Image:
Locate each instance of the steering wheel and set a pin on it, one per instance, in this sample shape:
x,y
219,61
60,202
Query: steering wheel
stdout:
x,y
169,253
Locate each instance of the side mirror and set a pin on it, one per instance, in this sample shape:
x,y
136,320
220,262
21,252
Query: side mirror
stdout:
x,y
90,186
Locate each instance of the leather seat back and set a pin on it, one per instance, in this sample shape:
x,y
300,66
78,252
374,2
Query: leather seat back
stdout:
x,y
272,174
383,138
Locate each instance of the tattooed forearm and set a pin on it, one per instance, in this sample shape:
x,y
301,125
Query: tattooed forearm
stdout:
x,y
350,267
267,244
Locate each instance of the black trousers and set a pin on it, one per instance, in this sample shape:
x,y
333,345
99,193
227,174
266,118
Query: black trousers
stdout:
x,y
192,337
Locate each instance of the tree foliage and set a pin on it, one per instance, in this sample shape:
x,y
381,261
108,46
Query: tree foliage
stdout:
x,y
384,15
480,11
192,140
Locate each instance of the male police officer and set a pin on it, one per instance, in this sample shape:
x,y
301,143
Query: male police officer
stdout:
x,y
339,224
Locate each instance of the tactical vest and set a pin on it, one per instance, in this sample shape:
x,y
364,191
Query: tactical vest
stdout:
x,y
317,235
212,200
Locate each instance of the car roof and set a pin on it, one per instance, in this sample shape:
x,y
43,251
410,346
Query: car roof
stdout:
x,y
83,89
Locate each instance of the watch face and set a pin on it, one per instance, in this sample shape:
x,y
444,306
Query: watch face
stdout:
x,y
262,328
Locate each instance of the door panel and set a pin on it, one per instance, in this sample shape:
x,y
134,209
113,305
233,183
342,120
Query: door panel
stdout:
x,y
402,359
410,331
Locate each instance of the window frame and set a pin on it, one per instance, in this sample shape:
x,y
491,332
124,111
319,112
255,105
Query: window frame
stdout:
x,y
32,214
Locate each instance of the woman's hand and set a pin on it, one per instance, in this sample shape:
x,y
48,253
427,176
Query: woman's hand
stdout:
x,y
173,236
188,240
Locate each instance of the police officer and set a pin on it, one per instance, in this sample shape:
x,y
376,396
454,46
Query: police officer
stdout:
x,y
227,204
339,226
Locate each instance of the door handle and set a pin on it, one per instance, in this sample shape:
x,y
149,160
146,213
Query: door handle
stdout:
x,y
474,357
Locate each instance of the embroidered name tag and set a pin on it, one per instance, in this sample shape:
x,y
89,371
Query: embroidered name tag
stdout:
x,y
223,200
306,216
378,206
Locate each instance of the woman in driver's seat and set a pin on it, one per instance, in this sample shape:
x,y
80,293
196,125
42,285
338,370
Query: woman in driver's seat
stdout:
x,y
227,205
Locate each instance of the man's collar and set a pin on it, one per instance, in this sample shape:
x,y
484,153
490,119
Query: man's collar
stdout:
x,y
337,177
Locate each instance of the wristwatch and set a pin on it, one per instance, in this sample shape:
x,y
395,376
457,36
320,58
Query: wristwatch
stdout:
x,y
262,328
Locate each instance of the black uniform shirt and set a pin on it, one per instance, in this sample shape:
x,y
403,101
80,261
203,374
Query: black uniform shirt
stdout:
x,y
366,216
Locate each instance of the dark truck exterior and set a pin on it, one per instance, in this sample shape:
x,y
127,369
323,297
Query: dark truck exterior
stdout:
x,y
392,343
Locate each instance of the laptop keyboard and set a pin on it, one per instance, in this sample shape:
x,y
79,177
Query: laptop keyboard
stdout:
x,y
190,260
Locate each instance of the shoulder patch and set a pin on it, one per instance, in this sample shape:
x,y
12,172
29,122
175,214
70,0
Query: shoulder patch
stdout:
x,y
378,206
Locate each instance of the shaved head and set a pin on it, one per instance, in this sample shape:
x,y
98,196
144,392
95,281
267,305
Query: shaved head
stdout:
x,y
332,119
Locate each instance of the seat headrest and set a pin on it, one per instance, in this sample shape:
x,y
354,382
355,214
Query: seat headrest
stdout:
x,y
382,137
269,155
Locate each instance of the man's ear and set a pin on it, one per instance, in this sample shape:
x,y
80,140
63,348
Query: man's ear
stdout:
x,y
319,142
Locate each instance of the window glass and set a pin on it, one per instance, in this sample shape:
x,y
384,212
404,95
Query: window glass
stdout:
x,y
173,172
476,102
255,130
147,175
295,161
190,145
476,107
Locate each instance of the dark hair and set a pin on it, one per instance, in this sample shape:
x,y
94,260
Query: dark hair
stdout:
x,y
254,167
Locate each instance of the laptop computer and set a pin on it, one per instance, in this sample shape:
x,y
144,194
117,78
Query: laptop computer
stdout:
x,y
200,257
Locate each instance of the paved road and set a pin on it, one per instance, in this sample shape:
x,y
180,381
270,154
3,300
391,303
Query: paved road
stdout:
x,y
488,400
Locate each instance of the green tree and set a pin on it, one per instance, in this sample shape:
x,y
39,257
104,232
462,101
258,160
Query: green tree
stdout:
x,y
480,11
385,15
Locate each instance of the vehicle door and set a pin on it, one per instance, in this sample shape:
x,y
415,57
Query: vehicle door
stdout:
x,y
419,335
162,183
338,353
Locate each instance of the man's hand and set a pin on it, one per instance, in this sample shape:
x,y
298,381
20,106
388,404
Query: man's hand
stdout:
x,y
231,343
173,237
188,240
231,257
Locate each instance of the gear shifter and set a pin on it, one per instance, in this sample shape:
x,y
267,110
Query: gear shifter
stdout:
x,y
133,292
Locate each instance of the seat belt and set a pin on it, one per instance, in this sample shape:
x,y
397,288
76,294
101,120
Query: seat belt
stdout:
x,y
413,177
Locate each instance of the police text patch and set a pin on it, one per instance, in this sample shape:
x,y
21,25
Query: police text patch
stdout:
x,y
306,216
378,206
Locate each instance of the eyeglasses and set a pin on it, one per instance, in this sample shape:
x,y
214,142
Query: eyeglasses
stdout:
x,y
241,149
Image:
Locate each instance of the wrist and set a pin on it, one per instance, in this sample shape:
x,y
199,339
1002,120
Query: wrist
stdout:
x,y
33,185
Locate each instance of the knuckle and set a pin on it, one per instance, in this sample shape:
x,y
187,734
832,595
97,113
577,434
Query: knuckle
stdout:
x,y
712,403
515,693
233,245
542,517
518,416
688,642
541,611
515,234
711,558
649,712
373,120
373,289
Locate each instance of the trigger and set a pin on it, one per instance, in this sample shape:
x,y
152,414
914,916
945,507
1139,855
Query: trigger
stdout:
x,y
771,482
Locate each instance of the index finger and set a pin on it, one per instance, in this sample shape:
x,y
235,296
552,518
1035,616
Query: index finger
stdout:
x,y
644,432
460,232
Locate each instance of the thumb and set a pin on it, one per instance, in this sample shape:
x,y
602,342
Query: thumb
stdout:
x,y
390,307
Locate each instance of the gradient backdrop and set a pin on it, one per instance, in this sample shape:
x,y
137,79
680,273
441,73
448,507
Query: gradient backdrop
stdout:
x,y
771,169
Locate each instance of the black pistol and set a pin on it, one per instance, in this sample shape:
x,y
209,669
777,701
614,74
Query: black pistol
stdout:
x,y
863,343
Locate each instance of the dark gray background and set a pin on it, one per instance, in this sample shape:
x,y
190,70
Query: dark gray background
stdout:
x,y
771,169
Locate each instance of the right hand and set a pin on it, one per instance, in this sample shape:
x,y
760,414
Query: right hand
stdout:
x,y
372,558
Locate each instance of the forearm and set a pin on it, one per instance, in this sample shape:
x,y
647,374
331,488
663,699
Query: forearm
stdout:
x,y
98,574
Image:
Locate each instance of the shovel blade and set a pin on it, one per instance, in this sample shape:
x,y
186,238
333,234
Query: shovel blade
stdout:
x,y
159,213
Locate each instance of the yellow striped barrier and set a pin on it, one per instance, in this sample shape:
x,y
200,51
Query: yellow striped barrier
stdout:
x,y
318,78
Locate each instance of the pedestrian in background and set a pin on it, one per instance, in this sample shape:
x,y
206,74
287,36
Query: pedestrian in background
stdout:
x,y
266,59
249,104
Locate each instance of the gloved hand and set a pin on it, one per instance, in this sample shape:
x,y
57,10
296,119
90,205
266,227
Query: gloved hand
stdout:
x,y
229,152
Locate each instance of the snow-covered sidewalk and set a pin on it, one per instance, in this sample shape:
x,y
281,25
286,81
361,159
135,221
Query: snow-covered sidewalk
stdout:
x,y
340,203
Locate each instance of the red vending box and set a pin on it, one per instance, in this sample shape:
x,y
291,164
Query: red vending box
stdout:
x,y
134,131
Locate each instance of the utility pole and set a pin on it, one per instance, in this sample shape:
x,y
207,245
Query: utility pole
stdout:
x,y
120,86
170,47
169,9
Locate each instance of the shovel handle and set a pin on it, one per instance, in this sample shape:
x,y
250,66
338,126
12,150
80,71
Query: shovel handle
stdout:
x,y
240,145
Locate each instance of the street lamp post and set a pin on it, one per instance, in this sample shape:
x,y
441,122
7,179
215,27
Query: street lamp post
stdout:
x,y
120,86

→ Required work: In the records above, find each line with the string "officer" and list it.

→ Solution to the problem:
Locate each instance of the male police officer and set a pin on it, one per instance, in this sample shape:
Query: male police officer
Locate each instance of the police officer and set a pin on it, one per instance, in this sample shape:
Query: police officer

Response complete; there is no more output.